(Natural language region descriptions)
*** Block opens ***

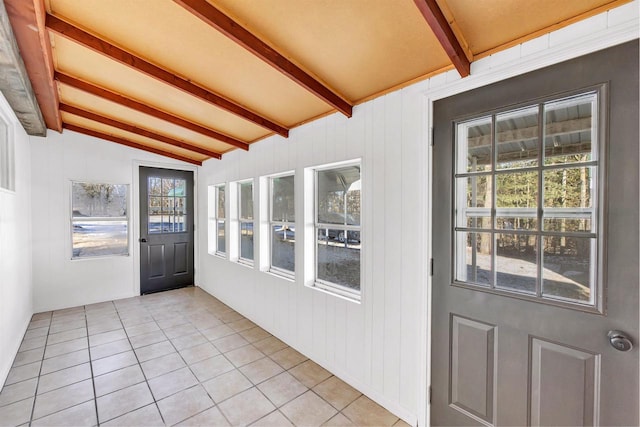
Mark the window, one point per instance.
(99, 219)
(282, 224)
(7, 171)
(245, 220)
(217, 219)
(167, 205)
(526, 183)
(337, 229)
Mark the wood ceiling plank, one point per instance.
(143, 108)
(139, 131)
(227, 26)
(103, 47)
(443, 32)
(128, 143)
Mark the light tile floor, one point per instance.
(174, 358)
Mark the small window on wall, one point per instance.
(99, 219)
(282, 225)
(7, 167)
(217, 219)
(246, 221)
(337, 229)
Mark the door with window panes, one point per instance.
(535, 286)
(166, 229)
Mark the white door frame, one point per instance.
(135, 213)
(529, 56)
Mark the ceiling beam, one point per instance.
(138, 131)
(105, 48)
(128, 143)
(143, 108)
(233, 30)
(15, 83)
(443, 32)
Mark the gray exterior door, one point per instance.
(166, 229)
(536, 247)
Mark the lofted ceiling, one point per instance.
(194, 79)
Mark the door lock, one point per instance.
(619, 340)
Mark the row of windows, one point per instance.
(336, 225)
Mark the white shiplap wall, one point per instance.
(371, 344)
(381, 345)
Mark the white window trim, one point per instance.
(126, 218)
(319, 284)
(288, 274)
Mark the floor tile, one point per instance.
(65, 361)
(226, 385)
(261, 370)
(308, 410)
(241, 325)
(122, 401)
(16, 413)
(143, 328)
(210, 417)
(67, 335)
(65, 347)
(230, 342)
(113, 363)
(210, 368)
(243, 355)
(288, 358)
(110, 349)
(339, 420)
(31, 343)
(38, 332)
(282, 388)
(62, 398)
(365, 412)
(246, 407)
(310, 373)
(29, 356)
(117, 380)
(64, 377)
(338, 393)
(147, 339)
(145, 416)
(18, 391)
(83, 414)
(161, 365)
(274, 419)
(104, 326)
(184, 405)
(255, 334)
(270, 345)
(188, 341)
(24, 372)
(107, 337)
(199, 352)
(217, 332)
(171, 383)
(180, 330)
(154, 350)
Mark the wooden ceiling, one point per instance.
(194, 79)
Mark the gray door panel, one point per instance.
(166, 229)
(503, 360)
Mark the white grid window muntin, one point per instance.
(337, 229)
(217, 219)
(526, 200)
(246, 222)
(282, 224)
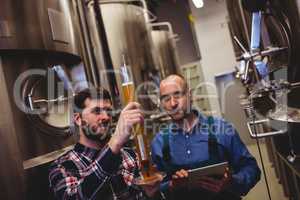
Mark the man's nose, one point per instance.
(173, 102)
(104, 115)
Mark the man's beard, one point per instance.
(92, 134)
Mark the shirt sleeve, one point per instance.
(86, 183)
(246, 172)
(157, 158)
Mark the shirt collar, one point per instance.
(81, 149)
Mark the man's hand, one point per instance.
(213, 184)
(129, 116)
(179, 179)
(152, 188)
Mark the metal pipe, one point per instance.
(260, 135)
(86, 41)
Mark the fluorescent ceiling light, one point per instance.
(198, 3)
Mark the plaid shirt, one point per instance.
(85, 173)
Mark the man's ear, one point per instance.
(77, 119)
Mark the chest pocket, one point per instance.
(212, 148)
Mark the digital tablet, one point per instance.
(211, 170)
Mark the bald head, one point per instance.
(175, 79)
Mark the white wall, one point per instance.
(214, 41)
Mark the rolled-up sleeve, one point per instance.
(246, 171)
(85, 183)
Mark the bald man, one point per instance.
(194, 140)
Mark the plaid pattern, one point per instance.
(85, 173)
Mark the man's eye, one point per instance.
(165, 98)
(97, 110)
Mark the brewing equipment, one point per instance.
(35, 36)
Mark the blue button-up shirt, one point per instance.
(188, 149)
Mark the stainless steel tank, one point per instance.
(126, 31)
(165, 51)
(34, 34)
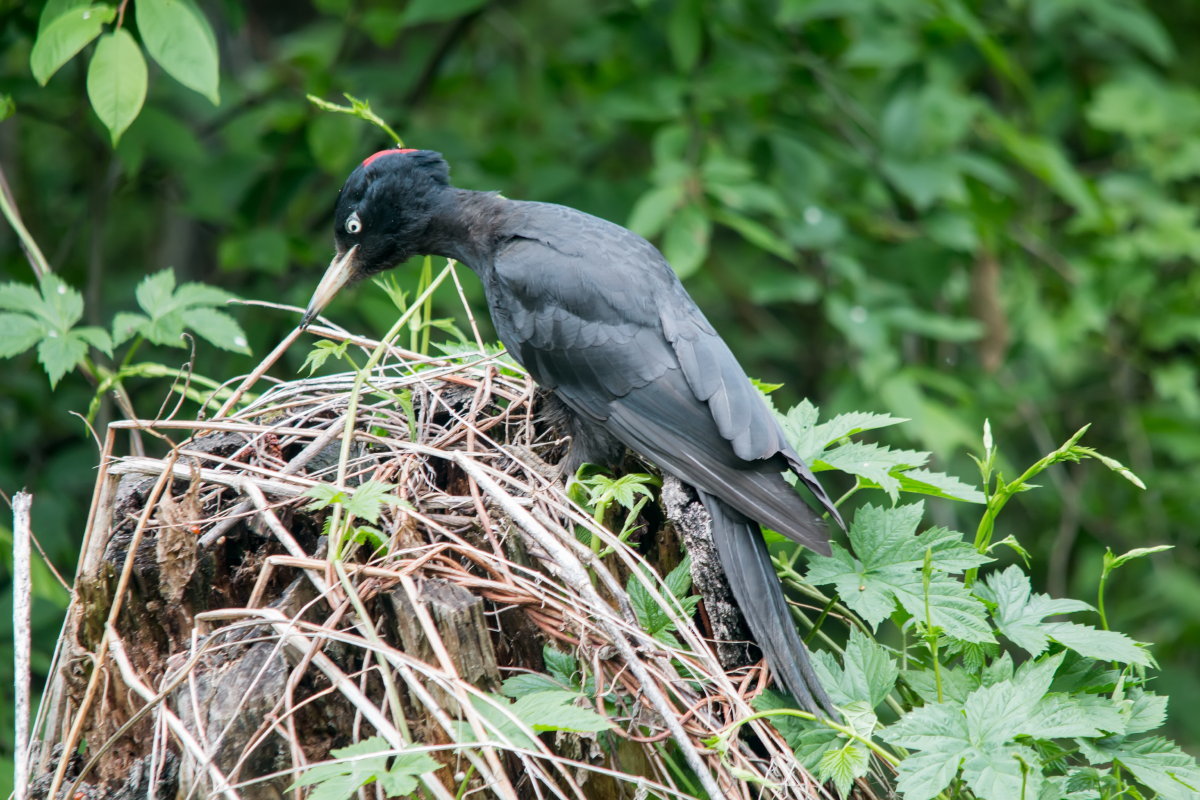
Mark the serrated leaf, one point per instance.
(873, 462)
(178, 36)
(561, 666)
(363, 763)
(55, 8)
(217, 328)
(653, 209)
(59, 354)
(65, 36)
(922, 481)
(25, 299)
(155, 293)
(427, 11)
(922, 776)
(1019, 612)
(685, 241)
(844, 765)
(888, 570)
(868, 673)
(684, 34)
(190, 295)
(1113, 563)
(1065, 716)
(117, 80)
(61, 305)
(367, 500)
(96, 337)
(557, 710)
(18, 332)
(1163, 767)
(126, 325)
(847, 425)
(401, 779)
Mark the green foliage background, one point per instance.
(942, 210)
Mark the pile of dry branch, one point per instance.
(214, 648)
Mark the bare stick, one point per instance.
(22, 631)
(259, 371)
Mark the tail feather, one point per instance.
(747, 563)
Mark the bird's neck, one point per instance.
(465, 227)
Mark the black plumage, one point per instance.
(595, 314)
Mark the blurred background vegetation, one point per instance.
(946, 210)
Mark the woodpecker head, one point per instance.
(382, 218)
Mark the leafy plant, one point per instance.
(539, 711)
(174, 32)
(364, 763)
(653, 618)
(365, 501)
(1068, 721)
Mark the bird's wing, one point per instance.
(597, 314)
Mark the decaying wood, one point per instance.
(240, 653)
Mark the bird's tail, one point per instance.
(760, 595)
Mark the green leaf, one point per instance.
(117, 82)
(873, 462)
(63, 38)
(96, 337)
(1113, 563)
(323, 495)
(847, 425)
(401, 779)
(978, 735)
(888, 570)
(844, 765)
(562, 666)
(1020, 612)
(59, 354)
(178, 36)
(557, 710)
(654, 619)
(25, 299)
(540, 711)
(55, 8)
(922, 481)
(364, 763)
(869, 673)
(528, 683)
(1109, 645)
(430, 11)
(217, 328)
(18, 332)
(60, 305)
(653, 209)
(684, 34)
(155, 293)
(126, 325)
(685, 242)
(369, 499)
(1162, 767)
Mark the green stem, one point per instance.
(816, 625)
(1099, 600)
(811, 717)
(33, 252)
(1006, 491)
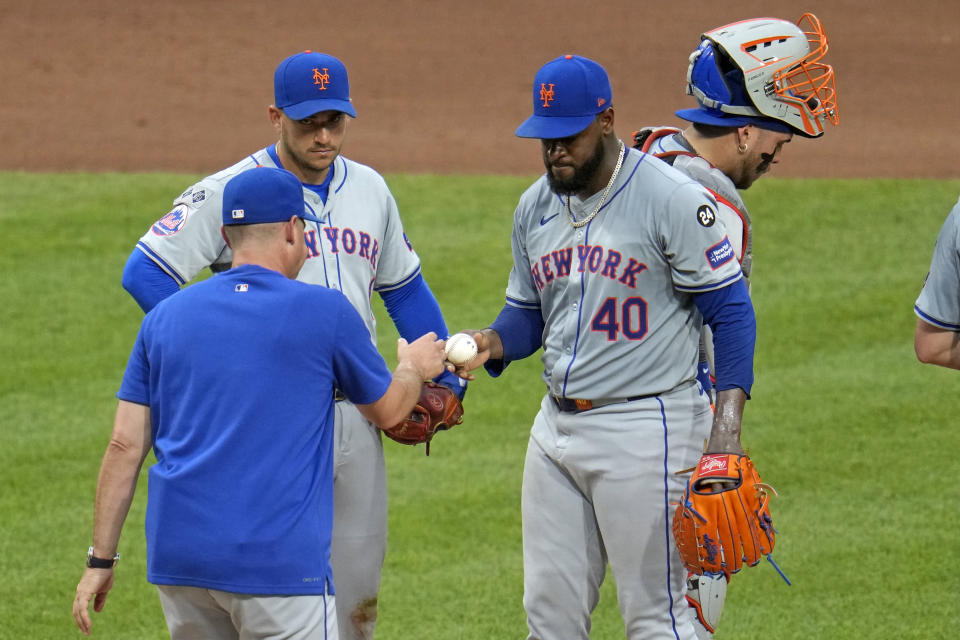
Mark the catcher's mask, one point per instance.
(764, 71)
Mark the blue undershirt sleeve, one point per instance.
(146, 281)
(414, 311)
(729, 313)
(520, 331)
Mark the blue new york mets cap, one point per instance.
(568, 93)
(262, 195)
(310, 82)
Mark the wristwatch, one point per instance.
(101, 563)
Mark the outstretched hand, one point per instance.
(94, 585)
(424, 355)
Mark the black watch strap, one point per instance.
(101, 563)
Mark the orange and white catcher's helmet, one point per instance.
(764, 70)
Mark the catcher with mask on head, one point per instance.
(757, 83)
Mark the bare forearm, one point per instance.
(727, 416)
(129, 445)
(115, 489)
(934, 345)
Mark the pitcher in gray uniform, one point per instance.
(617, 261)
(737, 133)
(937, 338)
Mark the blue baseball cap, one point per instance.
(308, 83)
(262, 195)
(568, 93)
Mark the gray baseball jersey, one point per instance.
(619, 290)
(939, 301)
(621, 327)
(668, 143)
(360, 248)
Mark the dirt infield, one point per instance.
(440, 86)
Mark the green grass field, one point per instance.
(857, 436)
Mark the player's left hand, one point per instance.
(94, 585)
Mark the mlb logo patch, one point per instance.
(170, 223)
(720, 254)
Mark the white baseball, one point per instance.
(460, 348)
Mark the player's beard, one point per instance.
(582, 176)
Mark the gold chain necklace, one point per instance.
(603, 198)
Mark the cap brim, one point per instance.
(553, 127)
(704, 117)
(306, 109)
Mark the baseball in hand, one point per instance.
(460, 348)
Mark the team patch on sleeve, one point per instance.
(720, 254)
(706, 216)
(172, 222)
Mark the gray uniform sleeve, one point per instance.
(939, 300)
(187, 239)
(521, 289)
(695, 243)
(398, 260)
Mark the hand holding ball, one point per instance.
(460, 349)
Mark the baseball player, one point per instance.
(358, 248)
(240, 502)
(737, 133)
(618, 260)
(937, 338)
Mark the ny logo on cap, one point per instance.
(321, 78)
(546, 94)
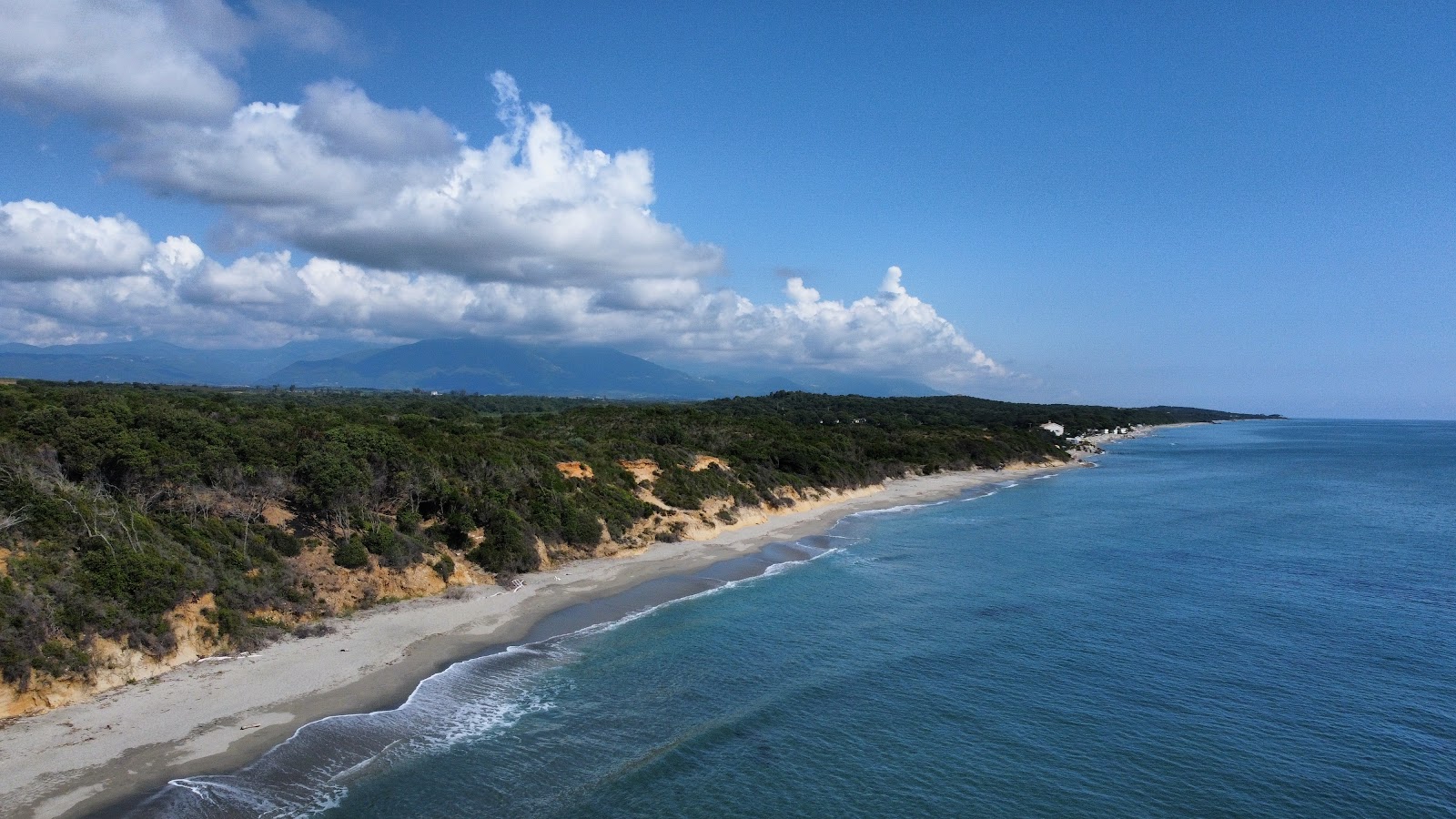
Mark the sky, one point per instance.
(1241, 206)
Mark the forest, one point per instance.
(121, 501)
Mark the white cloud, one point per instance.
(175, 290)
(347, 178)
(106, 60)
(142, 60)
(40, 241)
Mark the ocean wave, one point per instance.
(312, 770)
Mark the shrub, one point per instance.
(351, 552)
(444, 567)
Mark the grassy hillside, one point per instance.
(120, 503)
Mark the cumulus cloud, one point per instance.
(41, 241)
(398, 189)
(142, 60)
(106, 278)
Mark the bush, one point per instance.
(444, 567)
(408, 521)
(351, 552)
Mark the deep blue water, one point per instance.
(1235, 620)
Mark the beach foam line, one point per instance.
(388, 658)
(312, 770)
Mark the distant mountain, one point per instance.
(472, 365)
(506, 368)
(157, 361)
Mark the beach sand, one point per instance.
(216, 716)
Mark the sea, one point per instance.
(1230, 620)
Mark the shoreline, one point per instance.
(216, 716)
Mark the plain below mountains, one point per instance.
(470, 365)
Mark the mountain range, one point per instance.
(470, 365)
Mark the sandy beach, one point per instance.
(217, 714)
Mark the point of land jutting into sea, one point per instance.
(238, 559)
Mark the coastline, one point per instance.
(217, 716)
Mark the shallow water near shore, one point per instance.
(1235, 620)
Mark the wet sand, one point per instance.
(216, 716)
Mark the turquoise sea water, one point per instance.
(1235, 620)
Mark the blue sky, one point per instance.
(1244, 206)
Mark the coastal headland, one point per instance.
(217, 714)
(188, 574)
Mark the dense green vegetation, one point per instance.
(118, 503)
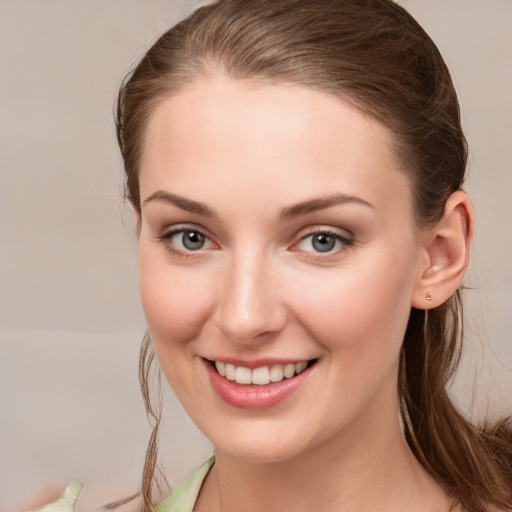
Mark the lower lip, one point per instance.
(253, 396)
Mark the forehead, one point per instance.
(234, 134)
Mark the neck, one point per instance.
(367, 467)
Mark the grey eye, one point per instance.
(192, 240)
(323, 242)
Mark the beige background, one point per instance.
(70, 316)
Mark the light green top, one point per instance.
(182, 499)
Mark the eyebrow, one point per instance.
(286, 213)
(187, 205)
(320, 203)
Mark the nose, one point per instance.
(250, 306)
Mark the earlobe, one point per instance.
(447, 247)
(137, 221)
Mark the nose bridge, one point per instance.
(249, 305)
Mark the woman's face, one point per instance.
(276, 233)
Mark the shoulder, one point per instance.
(67, 502)
(184, 497)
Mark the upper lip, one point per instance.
(257, 363)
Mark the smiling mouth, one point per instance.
(263, 375)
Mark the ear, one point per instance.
(447, 247)
(137, 221)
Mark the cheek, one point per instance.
(363, 309)
(175, 302)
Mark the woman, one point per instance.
(296, 171)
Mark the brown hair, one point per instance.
(374, 54)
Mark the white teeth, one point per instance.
(221, 368)
(243, 375)
(300, 367)
(230, 371)
(259, 376)
(289, 371)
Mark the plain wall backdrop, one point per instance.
(70, 315)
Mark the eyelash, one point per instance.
(166, 238)
(342, 241)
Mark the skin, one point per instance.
(259, 289)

*** Block closes ***

→ **EXERCISE DETAILS**
Starting at the line that contains "Mark the earlobe, one point per instance.", retype each remaining line of the records exactly; that line and the last line are both included.

→ **WRITTEN ANSWER**
Mark the earlobe, one point per instance.
(447, 247)
(137, 221)
Mark the nose bridge, one point per instance.
(249, 305)
Mark the woman's face, one point per instance.
(276, 233)
Mark the shoulder, one point per instance.
(67, 502)
(184, 497)
Mark the upper lip, one point per instance.
(257, 363)
Mark the smiling mouth, one point per instance.
(263, 375)
Mark the ear, one point per instance.
(447, 247)
(137, 221)
Mark the cheek, one point per instance.
(363, 309)
(175, 302)
Mark the woman, one point per instance.
(296, 171)
Mark the brown hair, one point per instance.
(374, 54)
Mark the white teeth, one point per instance.
(221, 368)
(243, 375)
(300, 367)
(230, 371)
(259, 376)
(289, 371)
Mark the plain wall backdrop, one point per instance.
(70, 315)
Mark the eyelash, one point per instance.
(166, 238)
(342, 241)
Mark the skin, one point per instance.
(259, 289)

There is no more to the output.